** begin EXTRACTED INFORMATION **
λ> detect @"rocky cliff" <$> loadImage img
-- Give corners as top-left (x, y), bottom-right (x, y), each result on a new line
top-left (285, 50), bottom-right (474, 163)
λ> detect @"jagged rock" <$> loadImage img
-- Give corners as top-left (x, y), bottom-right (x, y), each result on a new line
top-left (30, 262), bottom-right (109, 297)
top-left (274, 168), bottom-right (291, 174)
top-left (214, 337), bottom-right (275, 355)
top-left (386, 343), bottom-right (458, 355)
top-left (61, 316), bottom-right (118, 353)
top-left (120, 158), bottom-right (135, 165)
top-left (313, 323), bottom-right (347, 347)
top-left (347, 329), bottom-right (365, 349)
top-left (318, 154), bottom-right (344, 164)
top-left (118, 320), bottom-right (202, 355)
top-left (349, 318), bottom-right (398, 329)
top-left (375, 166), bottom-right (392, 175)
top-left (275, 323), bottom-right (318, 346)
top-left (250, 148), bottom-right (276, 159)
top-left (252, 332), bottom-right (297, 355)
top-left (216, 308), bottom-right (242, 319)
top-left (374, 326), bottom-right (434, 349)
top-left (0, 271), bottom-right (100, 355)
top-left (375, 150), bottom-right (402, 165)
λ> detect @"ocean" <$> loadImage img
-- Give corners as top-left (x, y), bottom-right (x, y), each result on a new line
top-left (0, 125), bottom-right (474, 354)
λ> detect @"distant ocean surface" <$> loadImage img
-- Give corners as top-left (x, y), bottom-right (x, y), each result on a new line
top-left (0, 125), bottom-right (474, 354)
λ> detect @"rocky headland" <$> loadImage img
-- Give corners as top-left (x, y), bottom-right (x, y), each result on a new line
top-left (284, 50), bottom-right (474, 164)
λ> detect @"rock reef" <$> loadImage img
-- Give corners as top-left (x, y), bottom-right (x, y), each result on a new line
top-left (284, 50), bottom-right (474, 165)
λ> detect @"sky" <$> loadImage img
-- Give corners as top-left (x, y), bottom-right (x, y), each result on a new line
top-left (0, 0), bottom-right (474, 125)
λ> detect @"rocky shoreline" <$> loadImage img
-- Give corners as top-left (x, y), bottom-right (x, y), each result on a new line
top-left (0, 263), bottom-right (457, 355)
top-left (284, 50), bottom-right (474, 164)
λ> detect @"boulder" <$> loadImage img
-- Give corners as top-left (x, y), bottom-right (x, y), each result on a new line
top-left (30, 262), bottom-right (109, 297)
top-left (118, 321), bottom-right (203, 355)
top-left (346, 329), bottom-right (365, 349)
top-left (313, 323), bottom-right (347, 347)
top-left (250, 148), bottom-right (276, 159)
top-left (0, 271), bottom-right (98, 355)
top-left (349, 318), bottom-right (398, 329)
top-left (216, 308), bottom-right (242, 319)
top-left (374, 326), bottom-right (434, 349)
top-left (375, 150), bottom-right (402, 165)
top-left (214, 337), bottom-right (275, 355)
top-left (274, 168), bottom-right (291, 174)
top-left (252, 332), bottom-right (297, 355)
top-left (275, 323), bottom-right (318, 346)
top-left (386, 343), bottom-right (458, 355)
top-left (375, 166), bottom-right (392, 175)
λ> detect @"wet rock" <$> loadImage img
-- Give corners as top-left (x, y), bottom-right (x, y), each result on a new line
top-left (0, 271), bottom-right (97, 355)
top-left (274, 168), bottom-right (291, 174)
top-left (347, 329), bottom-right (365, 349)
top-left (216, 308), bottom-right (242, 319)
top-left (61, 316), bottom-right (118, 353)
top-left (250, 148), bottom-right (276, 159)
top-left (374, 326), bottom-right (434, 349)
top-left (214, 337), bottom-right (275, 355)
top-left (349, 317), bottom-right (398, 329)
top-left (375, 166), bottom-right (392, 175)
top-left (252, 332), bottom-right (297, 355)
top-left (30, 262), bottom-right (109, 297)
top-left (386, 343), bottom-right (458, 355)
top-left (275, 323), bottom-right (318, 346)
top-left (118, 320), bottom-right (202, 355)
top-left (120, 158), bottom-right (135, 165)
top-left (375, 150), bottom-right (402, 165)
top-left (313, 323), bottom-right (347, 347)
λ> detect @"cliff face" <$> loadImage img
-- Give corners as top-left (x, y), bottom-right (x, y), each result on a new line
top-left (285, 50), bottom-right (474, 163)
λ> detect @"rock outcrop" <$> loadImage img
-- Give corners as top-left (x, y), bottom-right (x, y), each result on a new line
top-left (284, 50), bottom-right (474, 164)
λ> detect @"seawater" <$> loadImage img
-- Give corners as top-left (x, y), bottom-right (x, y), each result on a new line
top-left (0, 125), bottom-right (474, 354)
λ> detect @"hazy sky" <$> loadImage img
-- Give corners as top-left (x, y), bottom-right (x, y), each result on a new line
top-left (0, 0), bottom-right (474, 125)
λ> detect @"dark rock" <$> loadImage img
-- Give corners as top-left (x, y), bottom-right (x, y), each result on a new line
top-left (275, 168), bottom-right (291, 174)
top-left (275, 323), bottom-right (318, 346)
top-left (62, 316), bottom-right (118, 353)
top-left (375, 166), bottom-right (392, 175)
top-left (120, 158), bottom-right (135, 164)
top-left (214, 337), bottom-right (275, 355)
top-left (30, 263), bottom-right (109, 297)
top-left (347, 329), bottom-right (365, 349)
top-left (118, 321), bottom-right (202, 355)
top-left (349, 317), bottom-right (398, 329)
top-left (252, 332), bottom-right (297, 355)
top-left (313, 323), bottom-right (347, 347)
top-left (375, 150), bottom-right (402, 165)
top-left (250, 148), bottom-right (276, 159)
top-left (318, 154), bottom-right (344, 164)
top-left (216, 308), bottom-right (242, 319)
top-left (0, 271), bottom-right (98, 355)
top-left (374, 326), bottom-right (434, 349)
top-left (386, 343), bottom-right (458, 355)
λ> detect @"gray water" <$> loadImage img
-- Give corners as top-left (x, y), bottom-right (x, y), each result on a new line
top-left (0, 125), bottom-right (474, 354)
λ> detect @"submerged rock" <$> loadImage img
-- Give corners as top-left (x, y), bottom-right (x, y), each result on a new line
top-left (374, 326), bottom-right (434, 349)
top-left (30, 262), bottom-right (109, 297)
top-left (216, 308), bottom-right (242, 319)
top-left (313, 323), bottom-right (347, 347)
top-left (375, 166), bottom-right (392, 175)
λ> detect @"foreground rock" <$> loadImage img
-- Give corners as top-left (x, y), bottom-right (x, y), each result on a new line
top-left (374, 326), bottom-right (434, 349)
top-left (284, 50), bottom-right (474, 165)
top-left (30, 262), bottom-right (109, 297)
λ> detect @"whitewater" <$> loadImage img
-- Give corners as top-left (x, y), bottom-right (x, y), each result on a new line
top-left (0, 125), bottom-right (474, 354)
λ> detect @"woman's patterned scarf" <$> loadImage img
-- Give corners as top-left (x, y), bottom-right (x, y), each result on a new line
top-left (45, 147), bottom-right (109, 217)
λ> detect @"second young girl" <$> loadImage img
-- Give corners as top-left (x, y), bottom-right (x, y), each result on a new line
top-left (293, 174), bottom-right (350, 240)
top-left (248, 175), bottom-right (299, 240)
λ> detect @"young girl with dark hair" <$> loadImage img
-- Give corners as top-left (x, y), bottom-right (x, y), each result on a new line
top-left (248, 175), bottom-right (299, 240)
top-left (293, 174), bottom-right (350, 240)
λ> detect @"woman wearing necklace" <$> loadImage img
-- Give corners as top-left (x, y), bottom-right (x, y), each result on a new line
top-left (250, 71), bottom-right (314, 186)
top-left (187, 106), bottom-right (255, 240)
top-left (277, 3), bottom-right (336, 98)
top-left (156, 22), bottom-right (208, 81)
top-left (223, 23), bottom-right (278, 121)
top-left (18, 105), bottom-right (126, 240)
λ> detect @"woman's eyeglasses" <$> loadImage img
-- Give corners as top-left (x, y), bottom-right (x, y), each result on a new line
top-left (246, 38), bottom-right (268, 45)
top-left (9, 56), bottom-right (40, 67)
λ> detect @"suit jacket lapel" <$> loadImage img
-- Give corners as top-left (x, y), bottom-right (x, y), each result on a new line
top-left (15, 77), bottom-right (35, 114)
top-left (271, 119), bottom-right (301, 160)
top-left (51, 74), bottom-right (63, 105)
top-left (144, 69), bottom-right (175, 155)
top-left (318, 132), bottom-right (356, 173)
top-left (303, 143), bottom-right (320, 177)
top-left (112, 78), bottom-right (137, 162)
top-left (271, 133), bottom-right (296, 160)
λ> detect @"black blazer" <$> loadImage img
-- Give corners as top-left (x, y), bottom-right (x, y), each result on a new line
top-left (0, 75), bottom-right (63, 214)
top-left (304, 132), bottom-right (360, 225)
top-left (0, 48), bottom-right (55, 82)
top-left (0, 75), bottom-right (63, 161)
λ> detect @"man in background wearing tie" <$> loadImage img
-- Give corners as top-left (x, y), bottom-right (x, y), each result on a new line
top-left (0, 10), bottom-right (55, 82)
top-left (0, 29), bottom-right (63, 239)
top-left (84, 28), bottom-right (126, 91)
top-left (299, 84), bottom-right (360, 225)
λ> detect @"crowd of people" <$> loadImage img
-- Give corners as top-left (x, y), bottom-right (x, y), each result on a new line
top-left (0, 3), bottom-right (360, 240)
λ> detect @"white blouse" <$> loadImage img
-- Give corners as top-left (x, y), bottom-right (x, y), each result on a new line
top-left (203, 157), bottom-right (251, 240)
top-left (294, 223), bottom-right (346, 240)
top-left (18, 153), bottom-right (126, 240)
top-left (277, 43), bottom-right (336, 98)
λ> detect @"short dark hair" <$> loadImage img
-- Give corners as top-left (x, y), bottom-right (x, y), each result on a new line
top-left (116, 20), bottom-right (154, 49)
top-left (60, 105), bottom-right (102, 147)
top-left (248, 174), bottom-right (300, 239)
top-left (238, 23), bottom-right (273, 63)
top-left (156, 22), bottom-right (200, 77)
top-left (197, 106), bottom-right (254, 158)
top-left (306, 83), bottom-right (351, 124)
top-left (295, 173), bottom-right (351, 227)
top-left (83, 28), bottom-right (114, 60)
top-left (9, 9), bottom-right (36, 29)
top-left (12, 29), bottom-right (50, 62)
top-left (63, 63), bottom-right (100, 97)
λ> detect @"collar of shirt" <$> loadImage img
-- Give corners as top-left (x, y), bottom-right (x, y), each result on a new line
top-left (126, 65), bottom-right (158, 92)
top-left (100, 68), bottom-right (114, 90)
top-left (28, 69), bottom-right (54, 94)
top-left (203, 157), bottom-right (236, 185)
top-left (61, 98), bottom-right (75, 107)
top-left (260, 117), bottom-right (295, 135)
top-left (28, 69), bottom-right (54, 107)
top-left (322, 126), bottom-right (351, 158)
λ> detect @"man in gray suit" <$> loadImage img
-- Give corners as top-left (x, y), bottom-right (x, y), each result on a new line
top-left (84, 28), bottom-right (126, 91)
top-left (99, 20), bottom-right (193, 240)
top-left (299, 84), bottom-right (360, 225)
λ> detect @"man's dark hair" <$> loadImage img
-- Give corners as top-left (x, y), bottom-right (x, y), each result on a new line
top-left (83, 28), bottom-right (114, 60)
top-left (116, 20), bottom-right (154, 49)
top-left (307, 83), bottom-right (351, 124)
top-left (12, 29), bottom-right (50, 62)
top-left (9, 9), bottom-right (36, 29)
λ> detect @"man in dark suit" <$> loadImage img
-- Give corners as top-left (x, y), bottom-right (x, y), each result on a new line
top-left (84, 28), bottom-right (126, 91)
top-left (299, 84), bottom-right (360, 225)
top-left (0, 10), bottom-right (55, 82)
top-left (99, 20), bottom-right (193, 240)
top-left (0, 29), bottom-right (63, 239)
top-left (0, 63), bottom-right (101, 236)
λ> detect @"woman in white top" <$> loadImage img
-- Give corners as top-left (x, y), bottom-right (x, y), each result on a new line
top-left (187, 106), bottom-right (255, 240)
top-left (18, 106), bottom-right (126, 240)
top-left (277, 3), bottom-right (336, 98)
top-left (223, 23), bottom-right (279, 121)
** end EXTRACTED INFORMATION **
= PROBLEM REQUIREMENTS =
Can you gather every line in the records above that contains the word "gray" and copy each one out in full?

= FINAL RESULT =
λ> detect @"gray water" <$> loadImage img
λ> detect @"man in gray suit" <$> loadImage img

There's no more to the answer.